** BEGIN Information given **

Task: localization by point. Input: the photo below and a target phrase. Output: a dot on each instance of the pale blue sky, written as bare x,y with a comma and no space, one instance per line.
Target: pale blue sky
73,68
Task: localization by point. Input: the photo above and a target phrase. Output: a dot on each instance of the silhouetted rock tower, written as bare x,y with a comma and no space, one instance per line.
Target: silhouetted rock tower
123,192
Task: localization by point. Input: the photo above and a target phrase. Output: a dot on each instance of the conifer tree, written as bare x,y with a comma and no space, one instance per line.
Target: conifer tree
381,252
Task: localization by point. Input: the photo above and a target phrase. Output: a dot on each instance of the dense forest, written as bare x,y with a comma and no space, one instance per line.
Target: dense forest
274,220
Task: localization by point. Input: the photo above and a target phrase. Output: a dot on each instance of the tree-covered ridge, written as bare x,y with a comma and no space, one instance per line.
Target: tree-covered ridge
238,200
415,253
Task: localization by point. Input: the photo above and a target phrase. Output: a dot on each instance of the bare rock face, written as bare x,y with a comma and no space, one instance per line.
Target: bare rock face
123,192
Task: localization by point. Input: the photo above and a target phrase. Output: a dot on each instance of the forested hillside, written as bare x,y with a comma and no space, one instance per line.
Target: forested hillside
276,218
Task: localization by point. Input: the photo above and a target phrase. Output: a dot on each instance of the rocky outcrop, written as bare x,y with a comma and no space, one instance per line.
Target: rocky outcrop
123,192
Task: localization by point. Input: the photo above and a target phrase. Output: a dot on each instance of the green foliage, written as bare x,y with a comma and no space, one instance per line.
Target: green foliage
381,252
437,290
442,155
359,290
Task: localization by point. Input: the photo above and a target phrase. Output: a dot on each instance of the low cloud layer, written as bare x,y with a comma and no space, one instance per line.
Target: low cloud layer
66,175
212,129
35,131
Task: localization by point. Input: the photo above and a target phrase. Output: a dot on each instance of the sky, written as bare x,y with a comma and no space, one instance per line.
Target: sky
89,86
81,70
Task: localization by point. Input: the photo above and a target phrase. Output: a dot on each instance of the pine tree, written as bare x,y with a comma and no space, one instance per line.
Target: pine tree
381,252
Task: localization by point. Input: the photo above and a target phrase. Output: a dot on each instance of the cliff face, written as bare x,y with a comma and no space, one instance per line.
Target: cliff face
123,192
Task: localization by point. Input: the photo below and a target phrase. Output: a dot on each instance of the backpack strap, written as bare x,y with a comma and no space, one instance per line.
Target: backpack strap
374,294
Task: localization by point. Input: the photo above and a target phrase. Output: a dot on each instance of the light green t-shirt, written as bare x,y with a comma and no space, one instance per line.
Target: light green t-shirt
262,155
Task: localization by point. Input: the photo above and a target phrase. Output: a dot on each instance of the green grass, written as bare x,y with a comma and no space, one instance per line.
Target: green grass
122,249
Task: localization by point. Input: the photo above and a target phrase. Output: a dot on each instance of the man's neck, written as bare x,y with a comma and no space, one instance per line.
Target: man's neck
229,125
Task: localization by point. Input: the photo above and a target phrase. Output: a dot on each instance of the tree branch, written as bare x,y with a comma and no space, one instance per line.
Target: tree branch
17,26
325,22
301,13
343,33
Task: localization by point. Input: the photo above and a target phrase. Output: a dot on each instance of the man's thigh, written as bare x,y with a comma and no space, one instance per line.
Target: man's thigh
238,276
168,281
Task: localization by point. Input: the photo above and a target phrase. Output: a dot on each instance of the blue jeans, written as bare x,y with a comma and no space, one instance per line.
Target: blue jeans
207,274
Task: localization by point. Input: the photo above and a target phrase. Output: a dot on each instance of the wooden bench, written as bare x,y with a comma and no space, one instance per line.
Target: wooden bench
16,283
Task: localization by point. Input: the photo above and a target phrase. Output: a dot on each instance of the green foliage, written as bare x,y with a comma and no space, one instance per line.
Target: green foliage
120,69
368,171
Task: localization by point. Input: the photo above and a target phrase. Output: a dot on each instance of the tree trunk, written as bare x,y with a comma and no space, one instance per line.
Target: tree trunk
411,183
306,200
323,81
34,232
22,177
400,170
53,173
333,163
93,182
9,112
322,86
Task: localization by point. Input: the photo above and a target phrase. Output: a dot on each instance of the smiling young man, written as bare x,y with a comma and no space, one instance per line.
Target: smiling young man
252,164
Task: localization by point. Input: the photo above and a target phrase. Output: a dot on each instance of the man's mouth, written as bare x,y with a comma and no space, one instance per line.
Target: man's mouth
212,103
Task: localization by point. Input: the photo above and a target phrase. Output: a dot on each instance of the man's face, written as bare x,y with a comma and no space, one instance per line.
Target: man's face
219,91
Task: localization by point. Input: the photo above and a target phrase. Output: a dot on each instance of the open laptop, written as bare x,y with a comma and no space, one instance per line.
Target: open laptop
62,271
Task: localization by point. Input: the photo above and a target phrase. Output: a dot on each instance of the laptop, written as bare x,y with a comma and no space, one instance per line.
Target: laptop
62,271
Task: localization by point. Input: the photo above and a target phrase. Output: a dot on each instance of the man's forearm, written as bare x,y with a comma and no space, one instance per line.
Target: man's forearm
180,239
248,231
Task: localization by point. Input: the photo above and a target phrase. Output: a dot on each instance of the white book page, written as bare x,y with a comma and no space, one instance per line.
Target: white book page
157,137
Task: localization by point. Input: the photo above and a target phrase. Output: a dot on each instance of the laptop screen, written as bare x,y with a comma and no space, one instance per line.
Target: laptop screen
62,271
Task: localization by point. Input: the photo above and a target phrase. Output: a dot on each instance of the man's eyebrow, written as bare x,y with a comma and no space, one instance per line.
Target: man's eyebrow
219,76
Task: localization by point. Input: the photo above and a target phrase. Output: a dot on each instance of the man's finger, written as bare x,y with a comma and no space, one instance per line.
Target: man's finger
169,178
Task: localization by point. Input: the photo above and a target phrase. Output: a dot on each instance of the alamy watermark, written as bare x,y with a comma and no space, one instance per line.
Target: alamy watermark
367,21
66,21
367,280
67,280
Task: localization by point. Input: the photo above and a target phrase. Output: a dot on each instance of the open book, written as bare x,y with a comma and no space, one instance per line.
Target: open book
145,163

** END Information given **

▶ **Your instructions**: Transcribe all of the material exactly. Omit nothing.

▶ **Final answer**:
Task: localization by point. Input: the photo below and a target phrase. Output: a dot on each instance of the pale blue sky, written as bare x,y with a comma and no space, one instance per line.
Target: pale blue sky
73,68
Task: localization by point. Input: the photo above and a target phrase. Output: a dot on each instance of the silhouetted rock tower, written as bare x,y with a comma and no space, one instance per line.
Target: silhouetted rock tower
123,192
Task: localization by point. Input: the photo above and a target phrase. Output: a dot on each instance of the conifer tree, written as bare x,y with a comma and no space, one instance per line.
Target: conifer tree
381,252
Task: localization by point. Input: the photo above and a target phrase. Output: a dot on each instance of the dense forest, written as bare x,y with a comma and no space, one instance per line.
Target: dense forest
274,220
Task: localization by point. Input: the photo above and a target phrase. Output: a dot on each instance of the tree-covered ridge, written as bare x,y with a comma and no space, one instance per line.
Target: tree-covered ridge
238,200
415,253
Task: localization by point. Input: the photo above and a target phrase. Output: a dot on each instance of the bare rock face, written as bare x,y with a comma and no space, one instance per line.
Target: bare rock face
123,192
Task: localization by point. Input: the photo above and a target phrase. Output: a dot on each instance of the forested hillside, written as bare x,y with a comma and no space, one instance per line.
Target: forested hillside
276,218
Task: localization by point. Input: the photo above and a target phrase. Output: a dot on each instance of the rocky outcrop, written as bare x,y with a comma and no space, one instance per line.
Target: rocky outcrop
123,192
Task: localization by point. Input: the photo above and a target phrase. Output: a dot on each instance of the green foliage, written as bare x,y with a comma and no space, one instance per line.
Target: green foliage
381,252
437,290
442,155
359,290
Task: localization by point. Input: the photo above and a target phrase. Output: a dot on each instance of the low cloud layer, written as bare x,y with a comma and no space, one instance per line.
Target: low cloud layer
66,175
212,129
35,131
Task: localization by point. Input: the photo above and a target phrase. Output: a dot on each instance of the sky, written as bare x,y with a comma and no space, one instance per line.
Target: sky
89,86
81,70
Task: localization by point. Input: the photo above and a target phrase. Output: a dot on each instance of the pine tree, written as bare x,y with a comma and no space, one instance per line.
Target: pine tree
381,252
Task: localization by point. Input: the photo above and a target phrase. Output: a dot on each instance of the cliff face, written as bare x,y with a comma and no space, one instance per line.
Target: cliff face
123,192
Task: localization by point. Input: the photo below and a target phrase. Output: a dot on each instance of the backpack strap, written as bare x,y with a comma and no space, one instance per line.
Target: backpack strap
374,294
Task: localization by point. Input: the photo above and a target phrase. Output: a dot on each instance of the light green t-shirt, written as bare x,y with a comma and no space, one instance per line.
Target: light green t-shirt
262,155
Task: localization by point. Input: the photo above and a target phrase. Output: a dot on each instance of the green grass, written as bare x,y with a comma and no space, one instance per line.
Target: green grass
122,249
Task: localization by point. Input: the photo above and a target phrase. Output: a dot on each instance of the man's neck, written as bare x,y with a comma and no space, one instance per line.
Target: man's neck
229,125
Task: localization by point. Input: the photo above and a target phrase. Output: a dot on each instance of the tree branch, written as bare x,y with a comma and no space, one instance per line.
Target: tree branch
17,26
325,22
301,13
343,33
Task: localization by point. Input: the photo above and a target phrase. Output: a dot on each instance of the man's thigh, written as bare x,y with a comma and no space, one instance per line.
Target: man's thigh
238,276
168,281
Task: localization by point. Input: the photo above and a target phrase. Output: a dot on each instance of the blue jeans, written as bare x,y with a comma and no space, one instance per line.
Target: blue jeans
207,274
Task: localization by point. Input: the photo above and a target phrase. Output: a dot on each instance of the wooden bench, written as bare x,y with a comma and no space, one instance per line.
Target: wooden bench
16,283
Task: localization by point. Input: the photo above and a target phrase. Output: a dot on each instance of the green foliage, written as bare x,y with a comma and no space, one instance per line.
Target: green foliage
120,69
368,171
Task: localization by point. Input: the photo above and a target phrase. Output: a dot on each instance of the tree trunk, written as bare x,y with a comma and no space, one instance per line.
Target: tree trunk
411,183
306,200
323,81
34,232
22,177
400,170
53,173
333,163
93,182
9,112
322,86
Task: localization by point. Input: the photo above and a target phrase. Output: a dot on each instance of the smiling young man, written as bare x,y with a comma and no space, one instance per line.
Target: smiling young man
252,164
Task: localization by point. Input: the photo above and a target phrase. Output: a dot on each instance of the man's mouth, written as bare x,y with a comma and no space, one instance per line.
Target: man's mouth
212,103
Task: localization by point. Input: the photo above and a target phrase. Output: a dot on each instance of the man's face, written as bare x,y with a comma and no space, one instance per line.
Target: man's face
219,91
Task: localization by point. Input: the photo above and a target phrase. Output: a dot on each instance of the open laptop, written as bare x,y with a comma and no space, one instance per line.
Target: open laptop
62,271
Task: localization by point. Input: the photo above and a target phrase. Output: a dot on each instance of the laptop, written as bare x,y with a comma and no space, one instance per line.
Target: laptop
62,271
Task: localization by point. Input: the photo above and a target phrase. Output: a dot on each instance of the man's forearm, written as bare x,y with a comma and no space, one instance per line.
Target: man's forearm
180,239
248,231
Task: localization by point. Input: the photo above and a target phrase. Output: a dot on each instance of the white book page, written as bare x,y with a comma and no space, one instance per line.
Target: white book page
157,137
Task: localization by point. Input: the photo above and a target phrase. Output: a dot on each instance of the laptop screen, written as bare x,y with a comma and no space, one instance per line.
Target: laptop screen
62,271
Task: localization by point. Input: the photo above and a target phrase. Output: a dot on each instance of the man's eyebrow, written as bare x,y with a comma and no space, one instance per line.
Target: man's eyebrow
219,76
Task: localization by point. Input: the photo above and a target phrase. Output: a dot on each instance of the man's finger, written as bare x,y with a comma and no space, one instance per line.
Target: man's finger
169,178
Task: localization by point. Input: the photo above and a target phrase. Output: a dot on each instance of the alamy watermark, written as bare x,y with a comma and no space, one instance per line.
Target: alamy watermark
367,21
66,21
367,280
67,280
Task: localization by point. Input: the photo above and a target phrase. Output: a dot on each instance of the open book, written as bare x,y with a comma and no space, one instance per line.
Target: open book
145,163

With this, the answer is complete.